* START Input for this task *

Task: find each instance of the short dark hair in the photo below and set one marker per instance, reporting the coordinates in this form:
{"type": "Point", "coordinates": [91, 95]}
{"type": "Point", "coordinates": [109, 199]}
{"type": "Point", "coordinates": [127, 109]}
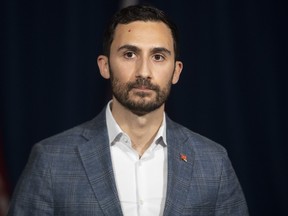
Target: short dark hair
{"type": "Point", "coordinates": [137, 13]}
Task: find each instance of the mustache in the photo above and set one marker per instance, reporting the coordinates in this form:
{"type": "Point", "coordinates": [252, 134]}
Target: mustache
{"type": "Point", "coordinates": [143, 82]}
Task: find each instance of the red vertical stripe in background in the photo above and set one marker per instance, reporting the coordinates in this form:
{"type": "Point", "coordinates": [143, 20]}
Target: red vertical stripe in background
{"type": "Point", "coordinates": [4, 191]}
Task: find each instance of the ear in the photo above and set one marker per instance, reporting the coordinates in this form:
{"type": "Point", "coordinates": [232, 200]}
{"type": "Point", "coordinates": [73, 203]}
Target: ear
{"type": "Point", "coordinates": [177, 71]}
{"type": "Point", "coordinates": [103, 66]}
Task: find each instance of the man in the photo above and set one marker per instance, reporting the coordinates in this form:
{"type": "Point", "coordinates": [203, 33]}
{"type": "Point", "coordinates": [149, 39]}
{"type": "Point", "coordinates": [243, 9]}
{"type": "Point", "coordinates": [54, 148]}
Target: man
{"type": "Point", "coordinates": [131, 159]}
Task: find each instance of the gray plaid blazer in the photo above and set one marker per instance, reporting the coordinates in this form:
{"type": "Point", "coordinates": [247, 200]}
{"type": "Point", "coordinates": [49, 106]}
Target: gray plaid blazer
{"type": "Point", "coordinates": [71, 174]}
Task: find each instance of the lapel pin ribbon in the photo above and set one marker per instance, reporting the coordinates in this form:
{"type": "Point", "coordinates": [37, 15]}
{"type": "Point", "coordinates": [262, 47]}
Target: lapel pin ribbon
{"type": "Point", "coordinates": [183, 157]}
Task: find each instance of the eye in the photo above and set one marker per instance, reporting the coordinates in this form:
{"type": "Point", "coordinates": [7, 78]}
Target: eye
{"type": "Point", "coordinates": [129, 54]}
{"type": "Point", "coordinates": [158, 57]}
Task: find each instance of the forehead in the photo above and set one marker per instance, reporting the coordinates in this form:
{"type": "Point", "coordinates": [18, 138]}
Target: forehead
{"type": "Point", "coordinates": [142, 33]}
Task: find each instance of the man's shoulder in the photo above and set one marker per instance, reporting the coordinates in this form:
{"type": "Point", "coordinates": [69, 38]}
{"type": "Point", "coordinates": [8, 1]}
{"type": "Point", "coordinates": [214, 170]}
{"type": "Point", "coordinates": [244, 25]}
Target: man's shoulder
{"type": "Point", "coordinates": [198, 142]}
{"type": "Point", "coordinates": [70, 138]}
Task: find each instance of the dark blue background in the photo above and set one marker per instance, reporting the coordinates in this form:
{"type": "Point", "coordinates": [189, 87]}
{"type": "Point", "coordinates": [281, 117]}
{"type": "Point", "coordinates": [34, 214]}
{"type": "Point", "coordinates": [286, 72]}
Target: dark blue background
{"type": "Point", "coordinates": [233, 88]}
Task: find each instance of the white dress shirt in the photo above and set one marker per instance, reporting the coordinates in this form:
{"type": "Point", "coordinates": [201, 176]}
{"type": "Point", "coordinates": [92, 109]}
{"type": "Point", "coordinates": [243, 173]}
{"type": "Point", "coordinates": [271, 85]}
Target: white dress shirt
{"type": "Point", "coordinates": [141, 182]}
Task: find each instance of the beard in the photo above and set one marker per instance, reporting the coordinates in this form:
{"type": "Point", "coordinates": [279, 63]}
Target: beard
{"type": "Point", "coordinates": [140, 102]}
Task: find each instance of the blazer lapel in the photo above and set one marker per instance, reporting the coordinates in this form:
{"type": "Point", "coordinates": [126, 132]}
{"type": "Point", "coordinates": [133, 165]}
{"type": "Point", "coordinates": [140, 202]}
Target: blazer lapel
{"type": "Point", "coordinates": [96, 158]}
{"type": "Point", "coordinates": [180, 168]}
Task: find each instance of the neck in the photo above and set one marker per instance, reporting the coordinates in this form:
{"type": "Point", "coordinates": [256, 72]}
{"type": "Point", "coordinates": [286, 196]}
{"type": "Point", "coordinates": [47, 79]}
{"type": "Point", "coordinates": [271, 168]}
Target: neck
{"type": "Point", "coordinates": [141, 129]}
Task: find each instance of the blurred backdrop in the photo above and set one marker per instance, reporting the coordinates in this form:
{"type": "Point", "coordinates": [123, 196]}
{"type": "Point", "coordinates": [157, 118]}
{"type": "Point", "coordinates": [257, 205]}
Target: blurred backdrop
{"type": "Point", "coordinates": [233, 89]}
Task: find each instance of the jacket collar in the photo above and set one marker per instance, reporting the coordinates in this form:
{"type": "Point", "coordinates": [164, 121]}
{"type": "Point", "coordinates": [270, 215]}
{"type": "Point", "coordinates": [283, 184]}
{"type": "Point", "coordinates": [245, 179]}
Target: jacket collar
{"type": "Point", "coordinates": [96, 159]}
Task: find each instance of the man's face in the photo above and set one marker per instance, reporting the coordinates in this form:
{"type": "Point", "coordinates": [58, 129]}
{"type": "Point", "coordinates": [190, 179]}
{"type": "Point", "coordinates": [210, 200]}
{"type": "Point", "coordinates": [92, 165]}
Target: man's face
{"type": "Point", "coordinates": [142, 65]}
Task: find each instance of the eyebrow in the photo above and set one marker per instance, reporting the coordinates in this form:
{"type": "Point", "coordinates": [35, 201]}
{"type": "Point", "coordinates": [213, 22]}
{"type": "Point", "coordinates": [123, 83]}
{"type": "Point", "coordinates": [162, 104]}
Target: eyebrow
{"type": "Point", "coordinates": [136, 49]}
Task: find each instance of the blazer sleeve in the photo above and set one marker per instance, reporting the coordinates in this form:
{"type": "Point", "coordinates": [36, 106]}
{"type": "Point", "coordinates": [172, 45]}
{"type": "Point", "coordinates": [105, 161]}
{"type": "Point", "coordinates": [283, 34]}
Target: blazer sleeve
{"type": "Point", "coordinates": [33, 193]}
{"type": "Point", "coordinates": [230, 199]}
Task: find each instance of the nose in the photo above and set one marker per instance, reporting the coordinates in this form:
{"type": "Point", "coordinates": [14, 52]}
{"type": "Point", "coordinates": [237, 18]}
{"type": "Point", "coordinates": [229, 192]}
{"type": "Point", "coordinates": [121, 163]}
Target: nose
{"type": "Point", "coordinates": [143, 68]}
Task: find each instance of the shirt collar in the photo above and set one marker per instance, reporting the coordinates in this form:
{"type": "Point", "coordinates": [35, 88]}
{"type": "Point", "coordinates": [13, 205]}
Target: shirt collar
{"type": "Point", "coordinates": [114, 130]}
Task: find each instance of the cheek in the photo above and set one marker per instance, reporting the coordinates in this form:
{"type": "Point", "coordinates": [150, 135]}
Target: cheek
{"type": "Point", "coordinates": [121, 71]}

* END Input for this task *

Rewrite all of the entries with every "marker" changed to "dot", leaving everything else the same. Omit the pictures.

Task: find each instance of the short dark hair in the photo below and set one dot per instance, reporting the coordinates in this form:
{"type": "Point", "coordinates": [91, 95]}
{"type": "Point", "coordinates": [109, 199]}
{"type": "Point", "coordinates": [127, 109]}
Target: short dark hair
{"type": "Point", "coordinates": [137, 13]}
Task: find each instance of the mustache in the photo above and set one dot per instance, reporting the coordinates in this form:
{"type": "Point", "coordinates": [252, 134]}
Target: mustache
{"type": "Point", "coordinates": [143, 82]}
Task: find each instance of the red vertical stripe in background in the photo above and set one dot per instance, reporting the coordinates in this form:
{"type": "Point", "coordinates": [143, 20]}
Target: red vertical stripe in background
{"type": "Point", "coordinates": [4, 191]}
Task: find each instance of the ear in the photo above and set one dot per instance, reporting the coordinates in this form:
{"type": "Point", "coordinates": [232, 200]}
{"type": "Point", "coordinates": [73, 203]}
Target: ear
{"type": "Point", "coordinates": [177, 71]}
{"type": "Point", "coordinates": [103, 66]}
Task: find each instance of the man in the photo above and set one dot per instance, reporting the coordinates in this form:
{"type": "Point", "coordinates": [203, 33]}
{"type": "Point", "coordinates": [149, 39]}
{"type": "Point", "coordinates": [243, 9]}
{"type": "Point", "coordinates": [54, 148]}
Target: man
{"type": "Point", "coordinates": [131, 159]}
Task: find each instance of the gray plaid blazer in the photo above and set one dot per instance, reporting the coordinates in this form:
{"type": "Point", "coordinates": [247, 200]}
{"type": "Point", "coordinates": [49, 106]}
Target: gray plaid blazer
{"type": "Point", "coordinates": [71, 174]}
Task: find each instance of the lapel pin ribbon in the photo above and set one dot per instance, reporting the coordinates in this form:
{"type": "Point", "coordinates": [37, 15]}
{"type": "Point", "coordinates": [262, 47]}
Target: lapel pin ribbon
{"type": "Point", "coordinates": [183, 157]}
Task: find each instance of the eye in the photo above and set one dot per instance, reporting the coordinates in this form:
{"type": "Point", "coordinates": [7, 78]}
Target: eye
{"type": "Point", "coordinates": [129, 54]}
{"type": "Point", "coordinates": [158, 57]}
Task: find each instance of the forehead in the photo above and set one dot per instance, reporting the coordinates in this form:
{"type": "Point", "coordinates": [18, 138]}
Target: forehead
{"type": "Point", "coordinates": [142, 33]}
Task: find each instance of the man's shoulder in the photo above and set one dot per instance, reporting the coordinates in this form:
{"type": "Point", "coordinates": [69, 38]}
{"type": "Point", "coordinates": [8, 1]}
{"type": "Point", "coordinates": [214, 170]}
{"type": "Point", "coordinates": [244, 25]}
Target: man's shoulder
{"type": "Point", "coordinates": [198, 142]}
{"type": "Point", "coordinates": [70, 138]}
Task: find each instance of the dark blue background in the photo above and set one dot per instance, reporting the coordinates in this form:
{"type": "Point", "coordinates": [189, 87]}
{"type": "Point", "coordinates": [281, 117]}
{"type": "Point", "coordinates": [34, 214]}
{"type": "Point", "coordinates": [286, 72]}
Target: dark blue background
{"type": "Point", "coordinates": [233, 88]}
Task: find each instance of the white dress shirt in the photo above and set one dot per instance, reporting the coordinates in this form:
{"type": "Point", "coordinates": [201, 176]}
{"type": "Point", "coordinates": [92, 109]}
{"type": "Point", "coordinates": [243, 173]}
{"type": "Point", "coordinates": [271, 85]}
Target: white dress shirt
{"type": "Point", "coordinates": [141, 182]}
Task: find each instance of the beard in the photo above and set one dot per instance, reporting the coordinates in this form:
{"type": "Point", "coordinates": [279, 63]}
Target: beard
{"type": "Point", "coordinates": [140, 102]}
Task: find each instance of the blazer lapel in the photo above and set one dot per instance, reporting the coordinates in this form:
{"type": "Point", "coordinates": [126, 132]}
{"type": "Point", "coordinates": [133, 165]}
{"type": "Point", "coordinates": [140, 202]}
Target: blazer lapel
{"type": "Point", "coordinates": [96, 158]}
{"type": "Point", "coordinates": [180, 168]}
Task: find each instance of the neck in the photo above and set one dot per instance, reporting the coordinates in this form:
{"type": "Point", "coordinates": [256, 72]}
{"type": "Point", "coordinates": [286, 196]}
{"type": "Point", "coordinates": [47, 79]}
{"type": "Point", "coordinates": [271, 168]}
Target: neck
{"type": "Point", "coordinates": [141, 129]}
Task: find each instance of the blurred backdrop in the photo above and set one dot per instance, reporting the coordinates in this form:
{"type": "Point", "coordinates": [123, 196]}
{"type": "Point", "coordinates": [157, 118]}
{"type": "Point", "coordinates": [257, 205]}
Target: blurred backdrop
{"type": "Point", "coordinates": [233, 89]}
Task: find each instance of the jacket collar in the photo above and set one dot per instance, reporting the coordinates in this form:
{"type": "Point", "coordinates": [164, 121]}
{"type": "Point", "coordinates": [270, 215]}
{"type": "Point", "coordinates": [283, 184]}
{"type": "Point", "coordinates": [245, 179]}
Target: jacket collar
{"type": "Point", "coordinates": [96, 159]}
Task: find each instance of the man's face in the photo above and set one dot per instance, reporting the coordinates in this form:
{"type": "Point", "coordinates": [58, 129]}
{"type": "Point", "coordinates": [190, 179]}
{"type": "Point", "coordinates": [210, 200]}
{"type": "Point", "coordinates": [92, 165]}
Target: man's face
{"type": "Point", "coordinates": [142, 65]}
Task: find each instance of the eyebrow in the photo above and set one dot per instance, reporting the coordinates in this form:
{"type": "Point", "coordinates": [35, 201]}
{"type": "Point", "coordinates": [213, 22]}
{"type": "Point", "coordinates": [123, 83]}
{"type": "Point", "coordinates": [162, 104]}
Target: eyebrow
{"type": "Point", "coordinates": [136, 49]}
Task: find each instance of the blazer sleeve in the photo above and set one dot per instance, reporting the coordinates in this form:
{"type": "Point", "coordinates": [36, 106]}
{"type": "Point", "coordinates": [172, 45]}
{"type": "Point", "coordinates": [105, 161]}
{"type": "Point", "coordinates": [283, 34]}
Target: blazer sleeve
{"type": "Point", "coordinates": [33, 193]}
{"type": "Point", "coordinates": [230, 199]}
Task: find each instance of the nose in the photo above and set one dot per instance, reporting the coordinates in this form:
{"type": "Point", "coordinates": [14, 52]}
{"type": "Point", "coordinates": [237, 18]}
{"type": "Point", "coordinates": [229, 192]}
{"type": "Point", "coordinates": [121, 163]}
Target: nose
{"type": "Point", "coordinates": [143, 68]}
Task: find each instance of the shirt collar in the photo above and set one dot per instance, reporting the coordinates in this form:
{"type": "Point", "coordinates": [35, 88]}
{"type": "Point", "coordinates": [13, 205]}
Target: shirt collar
{"type": "Point", "coordinates": [114, 130]}
Task: find each instance of the cheek in the photo above and set one dot per instance, reporting the coordinates in this form:
{"type": "Point", "coordinates": [150, 135]}
Target: cheek
{"type": "Point", "coordinates": [121, 71]}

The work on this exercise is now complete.